Text excerpt →
Strong communities are the building blocks for secure families and healthy children. Even as we address the COVID-19 pandemic, we must ensure that all children and families are safe in their communities and have equal access to opportunities, regardless of their racial or ethnic background, how much they earn, or where they live.

That is far from the case in America today. As we noted in a landmark statement on the Impact of Racism on Child and Adolescent Health in August of 2019, “although progress has been made toward racial equality and equity, the evidence to support the continued negative impact of racism on health and well-being through implicit and explicit biases, institutional structures, and interpersonal relationships is clear. Failure to address racism will continue to undermine health equity for all children, adolescents, emerging adults, and their families.”55

The social environment in which children are raised shapes child and adolescent development, and pediatricians are poised to prevent and respond to environmental circumstances that undermine child health. Since the onset of the COVID-19 pandemic, that social environment has included the further erosion of public confidence in our leading public health agencies and scientific institutions as too many elected officials have sought to intentionally downplay or outright misrepresent the severity of the pandemic and the public health measures necessary to contain it.

Stored items from a collection →
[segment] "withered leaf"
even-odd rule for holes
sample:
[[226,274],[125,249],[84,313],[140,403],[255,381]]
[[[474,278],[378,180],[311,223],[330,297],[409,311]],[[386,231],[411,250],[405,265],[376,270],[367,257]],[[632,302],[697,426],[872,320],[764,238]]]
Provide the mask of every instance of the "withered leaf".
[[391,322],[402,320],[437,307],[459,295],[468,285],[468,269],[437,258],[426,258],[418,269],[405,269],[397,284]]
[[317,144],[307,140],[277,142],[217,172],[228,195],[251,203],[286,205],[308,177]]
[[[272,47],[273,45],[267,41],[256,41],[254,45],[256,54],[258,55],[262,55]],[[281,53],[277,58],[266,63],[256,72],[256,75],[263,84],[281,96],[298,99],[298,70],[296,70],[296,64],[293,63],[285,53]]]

Action item A → According to the quoted statement in the passage on child health and communities, failure to address racism will undermine health equity for which groups? List all of them.
Action item B → Please continue the passage on child health and communities, starting after its final sentence.
The records have no connection to the passage on child health and communities.

Expected answer A → children, adolescents, emerging adults, and their families

Expected answer B →
Communities play a key role in improving children’s readiness to learn through the provision of high-quality early education programs. Yet, too many children do not have access to Early Head Start, Head Start, high-quality child care, and pre-kindergarten that could put their early development on the right track—and the necessity of distance learning in communities with moderate to severe outbreaks of COVID-19, particularly in communities of color, risk seeing children without adequate access to technology or instruction at home fall further behind.56

Even as we address the COVID-19 pandemic, we cannot ignore disasters that have dogged Americans for decades, including gun violence and climate change.

Although gun violence happens around the world, it has caused unsurpassed fatalities in the United States. Guns are the leading cause of death for American children and adolescents, killing thousands every year.57 American children and adolescents are between 21 and 23 times more likely to be shot and killed than their peers in other high-income countries.58 Eighty-seven children and young adults are injured or killed by firearms every day, while three million children suffer mental and physical health problems after seeing a shooting every year.59 Each year, we lose over 700 children and adolescents to suicide by firearm.60

Just as gun violence disproportionately harms low-income children and children of color, so too does climate change. Research shows that climate change is affecting the health of children in the United States here and now, and pediatricians see these effects in their patients every day.61 2019 was the fourth-hottest year ever recorded, increasing the risk for heat related illness for infants and for adolescents either working or participating in sports outdoors.62 Globally, more than 500,000 children age five or younger already die from poor water access and quality every year, which will continue to worsen.63 Climate change must be addressed or American children will continue to face increases in malnutrition, allergic diseases, preterm birth and birth defects, mental health disorders, and more.64

To protect and strengthen communities, the government must treat gun violence and climate change like the public health emergencies they are.

Policies to Promote Strong Communities

  • Acknowledge that health equity is unachievable unless racism is addressed through interdisciplinary partnerships with other organizations that have developed campaigns against racism.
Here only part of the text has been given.